● **Text to read**
# rebreakable board equivilant wood?



## wushuguy (May 28, 2009)

I had just received a red rebreakable board. it was stated as "normal" strength. However, I don't know how to compare it to the equivelant thickness of normal wood. Is it around .5 to 1 inch? The other choices were blue=light, or black=strong, also how difficult is the black one to break, equivelant to about how many inches of wood?


----------



## Ronin74 (May 28, 2009)

wushuguy said:


> I had just received a red rebreakable board. it was stated as "normal" strength. However, I don't know how to compare it to the equivelant thickness of normal wood. Is it around .5 to 1 inch? The other choices were blue=light, or black=strong, also how difficult is the black one to break, equivelant to about how many inches of wood?


It may depend on the brand, but I tried a re-breakable (I think it was a Tiger Claw brand) board at a nearby MA store and it was VERY easy to break. I really don't think it's the equivalent of a board.


----------



## wushuguy (May 29, 2009)

Thanks, the one I ordered was a tiger claw brand. Which brand of rebreakable would someone suggest is high quality?


----------



## bluekey88 (May 29, 2009)

It totally depends on brand.  I've got 2 rebreakables branded "The ultimate martial arts board"...very sturdy.  The green one is rated at 1 board, the black one is rated at 2.5 boards.  They're pretty tough to break....although they will get easier over time as they get used.

Peace,
Erik


----------



## Ronin74 (May 29, 2009)

bluekey88 said:


> It totally depends on brand. I've got 2 rebreakables branded "The ultimate martial arts board"...very sturdy. The green one is rated at 1 board, the black one is rated at 2.5 boards. They're pretty tough to break....although they will get easier over time as they get used.
> 
> Peace,
> Erik


This is true. Over time, they'll get easier and easier to break. In the long run, I guess it will save on money and trees, but if consistant resistance is what your after, nothing beats pine boards.

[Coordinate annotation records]
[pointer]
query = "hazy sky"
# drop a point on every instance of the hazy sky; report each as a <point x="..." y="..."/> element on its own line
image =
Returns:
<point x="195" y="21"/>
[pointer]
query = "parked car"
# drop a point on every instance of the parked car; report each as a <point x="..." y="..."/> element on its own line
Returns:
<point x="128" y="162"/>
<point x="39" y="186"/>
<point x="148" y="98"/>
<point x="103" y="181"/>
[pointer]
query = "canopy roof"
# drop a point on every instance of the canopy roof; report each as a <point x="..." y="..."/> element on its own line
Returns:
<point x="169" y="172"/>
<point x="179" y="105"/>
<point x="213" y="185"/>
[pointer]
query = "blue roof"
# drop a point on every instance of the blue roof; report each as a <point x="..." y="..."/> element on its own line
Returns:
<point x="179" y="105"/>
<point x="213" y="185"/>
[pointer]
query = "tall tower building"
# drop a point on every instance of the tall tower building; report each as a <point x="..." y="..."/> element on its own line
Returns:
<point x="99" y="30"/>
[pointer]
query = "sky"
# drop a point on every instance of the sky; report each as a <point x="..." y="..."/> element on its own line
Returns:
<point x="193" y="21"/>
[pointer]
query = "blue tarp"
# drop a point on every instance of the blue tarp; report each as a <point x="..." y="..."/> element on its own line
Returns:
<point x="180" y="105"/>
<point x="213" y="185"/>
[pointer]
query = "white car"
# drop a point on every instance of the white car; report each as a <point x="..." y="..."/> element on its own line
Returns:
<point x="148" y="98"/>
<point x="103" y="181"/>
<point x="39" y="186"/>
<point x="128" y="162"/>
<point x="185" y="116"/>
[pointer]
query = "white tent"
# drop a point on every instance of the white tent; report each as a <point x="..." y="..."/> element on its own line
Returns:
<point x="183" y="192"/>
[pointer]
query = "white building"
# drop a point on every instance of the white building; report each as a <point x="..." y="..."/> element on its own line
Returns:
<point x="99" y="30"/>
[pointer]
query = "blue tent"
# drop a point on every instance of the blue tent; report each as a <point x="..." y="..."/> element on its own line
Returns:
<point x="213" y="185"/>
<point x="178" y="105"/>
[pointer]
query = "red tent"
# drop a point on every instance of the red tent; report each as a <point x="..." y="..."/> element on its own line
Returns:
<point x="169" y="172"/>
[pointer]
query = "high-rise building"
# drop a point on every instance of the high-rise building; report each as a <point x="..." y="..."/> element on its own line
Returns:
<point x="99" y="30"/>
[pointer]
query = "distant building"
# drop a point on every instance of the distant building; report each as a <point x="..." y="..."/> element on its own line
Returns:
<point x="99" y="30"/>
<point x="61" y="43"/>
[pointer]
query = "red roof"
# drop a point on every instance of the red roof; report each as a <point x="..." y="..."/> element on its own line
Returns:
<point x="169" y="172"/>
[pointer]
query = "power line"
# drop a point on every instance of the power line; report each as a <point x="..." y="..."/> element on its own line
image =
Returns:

● **Exercise goal**
Copy the forum thread from "It may depend" to "is high quality?", swapping "store" for "shop". This material stands apart from the forum thread.

● **Problem solution**
It may depend on the brand, but I tried a re-breakable (I think it was a Tiger Claw brand) board at a nearby MA shop and it was VERY easy to break. I really don't think it's the equivalent of a board.


----------



## wushuguy (May 29, 2009)

Thanks, the one I ordered was a tiger claw brand. Which brand of rebreakable would someone suggest is high quality?